─── Selected passage

Since the systematic data on school crime were mainly derived from surveys of personal victimization, less is known about school crimes in which the victim was the school collectively than about crimes against students or teachers. The National Institute of Education estimated the annual cost of vandalism in American schools at $200 million, but these reports from principals about vandalism in the late 1970s were less complete and less trustworthy than the data from students and teachers about their own experiences with crimes (U.S. Department of Health, Education, and Welfare). The principals' accounts of offenses against public order known to them—drug sales, intoxication, false fire alarms, and bomb threats—and of theft of school property, including larcenies that resulted from burglaries, were also less reliable than victim reports on personal experiences.



The following conclusions can be drawn from the available data about the characteristics of individual victims:

  1. Students are more frequently the victims of violent crimes in school than are teachers. However, "robbery" of a student may mean extortion of lunch money or bus passes by fellow students, whereas robbery of a teacher is more often perpetrated by youthful intruders and accompanied by gratuitous violence.
  2. Male students are more than twice as likely to be victims of both robbery and assault than female students.

──────
─── Recorded data

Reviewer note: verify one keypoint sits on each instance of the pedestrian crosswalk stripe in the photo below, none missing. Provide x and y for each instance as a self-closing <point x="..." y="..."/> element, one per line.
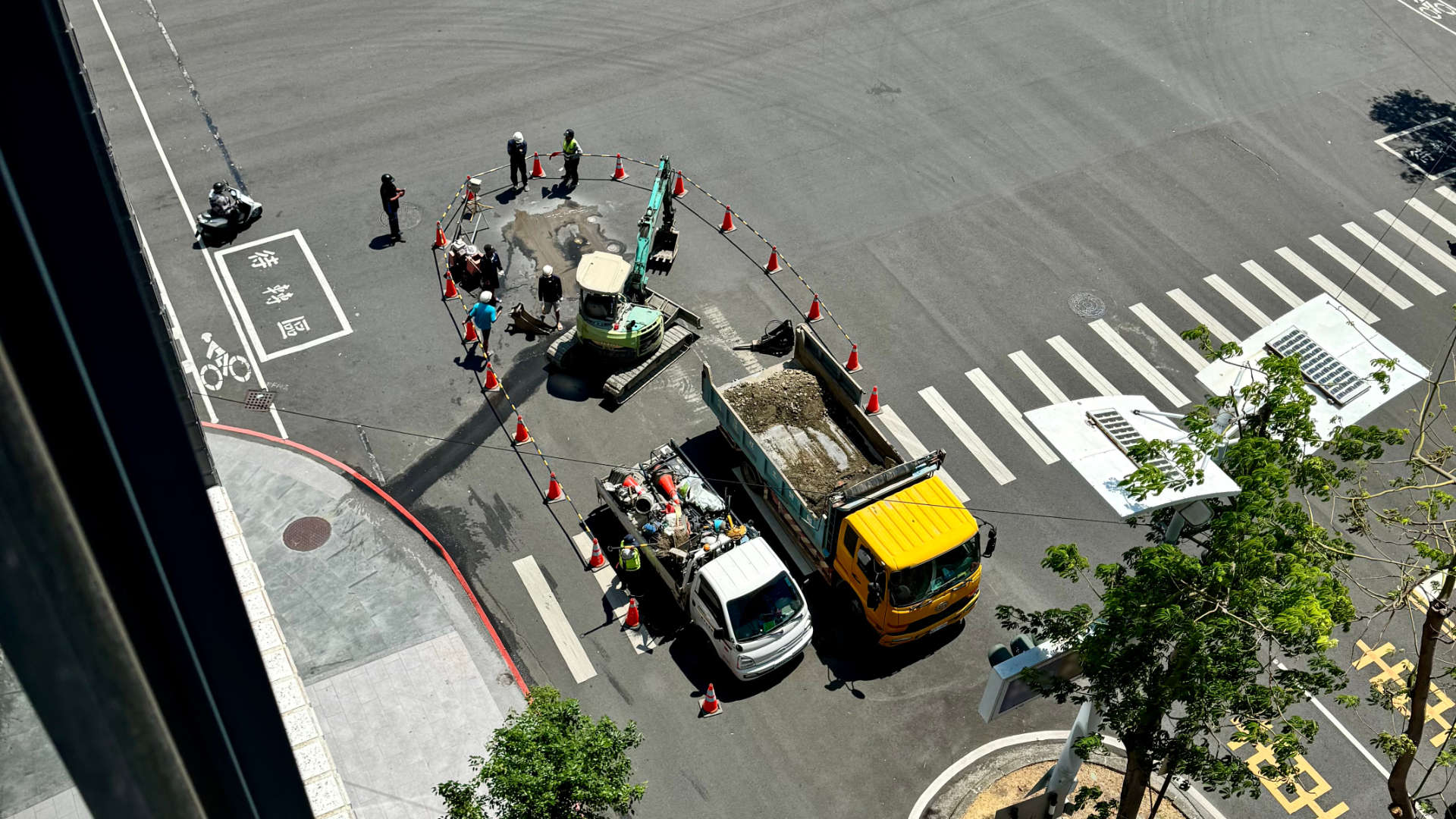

──────

§ Required actions:
1/ Revise the passage on school crime from "1. Students are" up to and including "by gratuitous violence.", putting "teenage intruders" in place of "youthful intruders".
2/ Resume the passage on school crime from the point where it stops.
The material stands apart from the passage on school crime.

§ In response:
1/
1. Students are more frequently the victims of violent crimes in school than are teachers. However, "robbery" of a student may mean extortion of lunch money or bus passes by fellow students, whereas robbery of a teacher is more often perpetrated by teenage intruders and accompanied by gratuitous violence.

2/
  3. In 1976, when data for the nationwide Safe Schools study was being collected, the rate of violent victimizations in junior high schools was twice as high as the rate of violent victimizations in senior high schools (U.S. Department of Health, Education, and Welfare). In 1989 and 1995 the Bureau of Justice Statistics found that violent victimizations continued to occur at twice the rate in junior as in senior high schools (Bastian and Taylor; Chandler et al.). But the notion that high schools are safer than junior high schools from everyday school violence has been challenged by a small study of school violence by Louis Harris and Associates, conducted in 1993, which contradicted the findings of the larger studies; it indicated that high school violence was at least as prevalent as junior high school violence and perhaps worse (Louis Harris and Associates). Even assuming that the larger studies are correct and that there is more violence in junior high schools, without detailed self-report data it is not possible to choose between two inferences that might be drawn from the differential rate of victimization at different school levels: first, that junior high school is a violent stage of youth development and that youngsters grow more peaceful as they pass into the high school years; and second, that some junior high school youngsters are violent but that these antisocial youngsters tend to drop out gradually so that high schools are safer, on the average, than junior high schools.
  4. Younger, less experienced teachers are more likely to be attacked or robbed than older colleagues.
  5. Minority students are more likely to be attacked or robbed at school than white students. This is probably because they are more likely to attend schools with higher rates of violence, located in less affluent neighborhoods. The greater the proportion of minority students in a school, the higher the rate of attacks on, and robberies of, both students and teachers.
  6. The larger the school, the more extensive the vandalism. The bigger pool of potential perpetrators and the anonymity in a large school may explain the relationship between the dollar value of school property losses and school size.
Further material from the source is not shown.